* begin *
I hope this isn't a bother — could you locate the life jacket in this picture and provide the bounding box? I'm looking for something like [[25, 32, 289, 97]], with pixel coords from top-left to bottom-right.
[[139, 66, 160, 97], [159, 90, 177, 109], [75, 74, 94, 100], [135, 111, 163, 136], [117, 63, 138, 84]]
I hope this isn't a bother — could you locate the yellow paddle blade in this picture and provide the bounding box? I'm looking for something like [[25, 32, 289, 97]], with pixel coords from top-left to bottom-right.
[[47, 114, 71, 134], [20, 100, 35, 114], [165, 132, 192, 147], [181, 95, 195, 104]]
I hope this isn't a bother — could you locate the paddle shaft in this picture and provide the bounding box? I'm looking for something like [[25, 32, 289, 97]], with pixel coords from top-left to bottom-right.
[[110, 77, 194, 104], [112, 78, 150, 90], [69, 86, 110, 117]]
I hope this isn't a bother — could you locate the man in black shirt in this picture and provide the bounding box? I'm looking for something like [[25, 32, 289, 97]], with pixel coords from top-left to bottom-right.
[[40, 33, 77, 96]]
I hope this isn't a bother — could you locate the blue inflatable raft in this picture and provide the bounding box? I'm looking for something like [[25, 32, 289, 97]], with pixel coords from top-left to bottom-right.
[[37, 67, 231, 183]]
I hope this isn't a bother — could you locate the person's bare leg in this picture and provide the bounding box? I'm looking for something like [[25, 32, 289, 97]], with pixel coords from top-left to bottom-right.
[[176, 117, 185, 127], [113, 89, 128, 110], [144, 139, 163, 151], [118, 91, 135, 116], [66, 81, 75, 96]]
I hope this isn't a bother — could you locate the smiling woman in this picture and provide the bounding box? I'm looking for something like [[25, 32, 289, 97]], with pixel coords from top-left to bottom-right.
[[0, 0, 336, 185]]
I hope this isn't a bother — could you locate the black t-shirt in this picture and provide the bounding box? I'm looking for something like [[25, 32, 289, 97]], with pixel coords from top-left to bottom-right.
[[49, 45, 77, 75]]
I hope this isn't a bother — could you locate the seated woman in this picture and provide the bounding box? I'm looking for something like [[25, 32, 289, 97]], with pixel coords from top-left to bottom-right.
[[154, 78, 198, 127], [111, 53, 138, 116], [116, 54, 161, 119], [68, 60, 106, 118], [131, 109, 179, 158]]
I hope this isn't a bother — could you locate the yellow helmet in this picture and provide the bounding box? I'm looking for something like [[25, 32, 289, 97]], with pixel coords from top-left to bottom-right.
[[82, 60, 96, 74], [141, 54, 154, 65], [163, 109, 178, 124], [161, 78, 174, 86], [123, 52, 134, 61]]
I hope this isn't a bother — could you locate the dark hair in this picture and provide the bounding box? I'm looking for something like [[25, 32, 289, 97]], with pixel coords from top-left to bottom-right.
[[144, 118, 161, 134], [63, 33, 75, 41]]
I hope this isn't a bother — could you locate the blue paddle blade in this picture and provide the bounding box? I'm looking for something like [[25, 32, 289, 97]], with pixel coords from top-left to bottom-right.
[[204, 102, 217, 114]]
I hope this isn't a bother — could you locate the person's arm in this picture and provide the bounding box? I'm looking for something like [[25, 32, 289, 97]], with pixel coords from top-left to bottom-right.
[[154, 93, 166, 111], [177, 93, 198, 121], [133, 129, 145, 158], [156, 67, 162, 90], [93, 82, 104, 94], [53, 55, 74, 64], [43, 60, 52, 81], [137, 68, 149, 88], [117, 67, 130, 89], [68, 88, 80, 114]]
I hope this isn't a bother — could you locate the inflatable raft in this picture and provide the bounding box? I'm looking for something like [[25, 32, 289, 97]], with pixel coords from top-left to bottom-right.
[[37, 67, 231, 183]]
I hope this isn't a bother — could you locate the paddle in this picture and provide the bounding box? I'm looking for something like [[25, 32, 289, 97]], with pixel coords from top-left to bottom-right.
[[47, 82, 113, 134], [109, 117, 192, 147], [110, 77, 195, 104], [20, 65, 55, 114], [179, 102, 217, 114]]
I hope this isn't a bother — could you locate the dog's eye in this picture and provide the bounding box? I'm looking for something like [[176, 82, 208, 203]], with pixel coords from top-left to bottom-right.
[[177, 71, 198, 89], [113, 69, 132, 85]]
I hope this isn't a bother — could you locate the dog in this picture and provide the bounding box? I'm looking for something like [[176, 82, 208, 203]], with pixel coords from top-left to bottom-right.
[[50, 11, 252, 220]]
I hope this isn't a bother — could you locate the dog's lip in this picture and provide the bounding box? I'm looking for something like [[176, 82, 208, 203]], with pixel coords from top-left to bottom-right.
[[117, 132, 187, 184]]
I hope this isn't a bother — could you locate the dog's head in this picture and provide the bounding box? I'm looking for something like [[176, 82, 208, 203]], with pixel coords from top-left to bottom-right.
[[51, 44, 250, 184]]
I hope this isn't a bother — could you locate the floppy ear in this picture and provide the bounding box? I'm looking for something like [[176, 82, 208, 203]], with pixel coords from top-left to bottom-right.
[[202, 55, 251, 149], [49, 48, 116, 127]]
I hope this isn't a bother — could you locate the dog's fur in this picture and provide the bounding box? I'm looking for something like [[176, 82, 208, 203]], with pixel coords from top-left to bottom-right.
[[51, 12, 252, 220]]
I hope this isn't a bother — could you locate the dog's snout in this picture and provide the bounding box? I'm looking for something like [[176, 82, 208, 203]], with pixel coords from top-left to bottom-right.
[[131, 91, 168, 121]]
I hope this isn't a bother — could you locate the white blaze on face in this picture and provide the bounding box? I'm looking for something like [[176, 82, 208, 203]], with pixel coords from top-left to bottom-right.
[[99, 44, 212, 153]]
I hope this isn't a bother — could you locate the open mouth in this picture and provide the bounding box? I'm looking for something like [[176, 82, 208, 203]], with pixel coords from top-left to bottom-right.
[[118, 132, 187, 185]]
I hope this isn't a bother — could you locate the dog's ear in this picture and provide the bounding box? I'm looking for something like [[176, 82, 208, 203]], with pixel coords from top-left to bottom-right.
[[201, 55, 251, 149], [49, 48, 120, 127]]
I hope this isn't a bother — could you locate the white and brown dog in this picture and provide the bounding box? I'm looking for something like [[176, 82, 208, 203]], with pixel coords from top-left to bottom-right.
* end *
#### Task to carry out
Reproduce all of the data above word for word, keeping every line in its original order.

#### Response to the exercise
I hope this isn't a bother — could you locate the life jacket in this picture and provide the bounding box? I'm looking for something like [[25, 32, 289, 97]], with pixel coords from top-left to bottom-right.
[[139, 66, 160, 97], [159, 90, 177, 109], [75, 74, 94, 100], [135, 111, 163, 136], [117, 63, 138, 84]]
I hope this isn't a bother — could you locate the yellow paddle blade in this picture and provide the bounding box? I'm looking for something like [[25, 32, 289, 97]], with pixel coords from top-left to bottom-right.
[[47, 114, 71, 134], [20, 100, 35, 114], [165, 132, 192, 147], [181, 95, 195, 104]]
I hope this isn't a bother — could you locate the paddle shaft in this picture and provide the bounding box? I'm looking for something like [[25, 32, 289, 97]], with pixel coords from top-left to bottom-right.
[[110, 77, 194, 104], [112, 78, 150, 90], [69, 86, 110, 117]]
I hope this isn't a bother — could you locate the man in black shirt in this picture and provide the bounding box? I'm looking for something like [[25, 32, 289, 97]], with pixel coords from top-left to bottom-right.
[[40, 33, 77, 96]]
I hope this isn't a bother — could you locate the blue inflatable raft in this picture and provide the bounding box? I'm looking for something like [[25, 32, 289, 97]], with pixel coords from top-left to bottom-right.
[[37, 67, 231, 183]]
I hope this isn't a bother — could you locate the person's bare leg in this picture and provide the bounding box? I'm looking for something like [[25, 32, 289, 97]], with pixel coords from top-left to bottom-right.
[[176, 117, 185, 127], [113, 89, 128, 110], [144, 139, 163, 151], [118, 91, 135, 116], [66, 81, 75, 96]]
I hope this isn't a bother — could you locate the smiling woman in this picture and provide the bounding box? I'm looking for something like [[25, 32, 289, 97]], with pixel coords from top-left to bottom-right.
[[0, 0, 336, 185]]
I hope this isn't a bother — could you locate the black t-shirt in this picture and provide the bounding box? I'm looking for something like [[25, 32, 289, 97]], with pixel coords from top-left to bottom-right.
[[49, 45, 77, 75]]
I hope this isn't a bother — could you locate the seated woman in this picture and provide the bounding box? I'm looking for something like [[25, 32, 289, 97]], with pixel coords from top-left to bottom-right.
[[154, 78, 198, 127], [111, 53, 138, 116], [116, 54, 161, 119], [68, 60, 106, 118], [131, 109, 179, 158]]
I hope this isn't a bother — could you locate the yellow helmet in this picture and provide the bounding box? I'm looking for something like [[25, 32, 289, 97]], with pixel coords from top-left to bottom-right.
[[82, 60, 96, 74], [141, 54, 154, 65], [163, 109, 178, 124], [161, 78, 174, 86], [123, 52, 134, 61]]
I hope this isn't a bother — could you locate the dark hair in this picture and provide the bounding box? I'm looking for something like [[25, 32, 289, 97]], with pixel coords from top-left to bottom-right.
[[144, 118, 161, 134], [63, 33, 75, 41]]
I hope this isn't a bother — could you locate the blue paddle blade in this picture and provide the bounding box? I'm looking for something like [[25, 32, 289, 97]], with pixel coords from top-left to bottom-right.
[[204, 102, 217, 114]]
I hope this isn't a bother — could you locate the person's arm in this picture and provide the bounding box? I'm looking for something like [[25, 32, 289, 97]], with pixel coords from top-left to bottom-right.
[[154, 93, 166, 111], [177, 93, 198, 121], [133, 129, 145, 158], [156, 67, 162, 90], [93, 82, 104, 94], [53, 55, 74, 64], [43, 60, 52, 81], [137, 68, 149, 88], [117, 67, 130, 89], [68, 88, 80, 114]]
I hope this isn't a bother — could you locate the inflatable raft in this picture and provide the bounding box? I'm looking for something like [[25, 32, 289, 97]], with pixel coords from top-left to bottom-right.
[[37, 67, 231, 183]]
I hope this isn't a bother — could you locate the paddle in this picture and provide the bounding box? I'm looking for something like [[25, 32, 289, 97]], with pixel coords from top-left to bottom-right.
[[47, 82, 113, 134], [109, 117, 192, 147], [110, 77, 195, 104], [20, 65, 55, 114], [179, 102, 217, 114]]
I hope this isn't a bother — could you locate the dog's eye in this picture and provide the bounding box? I'm looking for something like [[176, 82, 208, 203]], with pixel coords from top-left to bottom-right.
[[177, 71, 198, 89], [113, 69, 132, 85]]
I hope this isn't a bother — could you locate the dog in this picture and provide the bounding box? I'm looking for something like [[176, 82, 208, 203]], with pixel coords from top-left to bottom-right.
[[50, 11, 252, 220]]
I hope this isn't a bother — could you locate the dog's lip in this picture and provide the bounding box? I'm looking for something like [[176, 82, 208, 203]], with pixel coords from top-left to bottom-right.
[[117, 132, 187, 184]]
I hope this isn't a bother — could you locate the dog's head in this picture and provide the bounding box? I'm looking for something like [[176, 82, 208, 203]], with pixel coords from top-left to bottom-right.
[[51, 44, 250, 184]]
I hope this isn't a bother — could you locate the floppy ear in this picture and provide the bounding box? I'm looking for something like [[176, 82, 208, 203]], with pixel coords from top-left to bottom-right.
[[202, 55, 251, 149], [49, 48, 116, 127]]
I hope this isn't a bother — could you locate the dog's fur in this picture and provide the bounding box? I'm looking for something like [[176, 82, 208, 203]], with pixel coords from top-left to bottom-right.
[[51, 12, 252, 220]]
I hope this isn't a bother — could you locate the dog's snout in this picture and provide the bounding box? I'm looking for something like [[176, 82, 208, 203]], with pixel coords from top-left to bottom-right.
[[131, 91, 168, 121]]
I hope this isn't a bother — could you locate the white blaze on face in this picture and provide the bounding box? I'm looking for something like [[176, 82, 208, 203]], with pixel coords from top-left to bottom-right.
[[99, 44, 212, 153]]
I hope this isn't a bother — could you locate the open mouth in this picture and provide the bounding box? I'm looking for something like [[176, 82, 208, 203]], with pixel coords from top-left to bottom-right.
[[118, 132, 187, 185]]
I hope this isn't a bother — could you locate the dog's ear in this picture and provide the bounding box? I'm looking for something like [[176, 82, 208, 203]], with pixel coords from top-left to bottom-right.
[[201, 55, 251, 149], [49, 48, 120, 127]]
I hope this isn't a bother — could you locate the white and brown dog in this picture and provide the bounding box? I'm looking for something like [[176, 82, 208, 203]], with pixel coords from top-left to bottom-right.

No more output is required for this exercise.